Supplied data –
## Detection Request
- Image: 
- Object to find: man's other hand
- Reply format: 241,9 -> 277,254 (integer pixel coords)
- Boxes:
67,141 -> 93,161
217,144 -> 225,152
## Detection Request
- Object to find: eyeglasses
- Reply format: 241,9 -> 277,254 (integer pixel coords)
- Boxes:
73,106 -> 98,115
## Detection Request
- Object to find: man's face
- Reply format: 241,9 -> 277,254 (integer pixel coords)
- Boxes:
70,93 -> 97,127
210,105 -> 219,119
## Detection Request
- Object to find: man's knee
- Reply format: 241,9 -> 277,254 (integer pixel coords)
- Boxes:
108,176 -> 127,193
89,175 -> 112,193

What needs to be done – Transcribe each line above exactly; skip none.

Output –
## Detection Request
- Image: 
- Object to find: man's other hand
- Reply format: 241,9 -> 277,254 (integer pixel coords)
- Boxes:
67,141 -> 93,161
217,144 -> 225,152
## Detection Request
- Object to find: eyeglasses
- Reply format: 241,9 -> 277,254 (integer pixel coords)
- Boxes:
73,106 -> 98,115
## Detection Request
- Object to find: man's face
- Reply format: 241,9 -> 277,254 (integer pixel coords)
- Boxes:
70,93 -> 97,127
210,105 -> 219,119
## Detection Request
- Object to find: man's knee
- Reply format: 241,9 -> 277,254 (integer pixel coords)
- Boxes:
108,176 -> 127,193
89,175 -> 112,193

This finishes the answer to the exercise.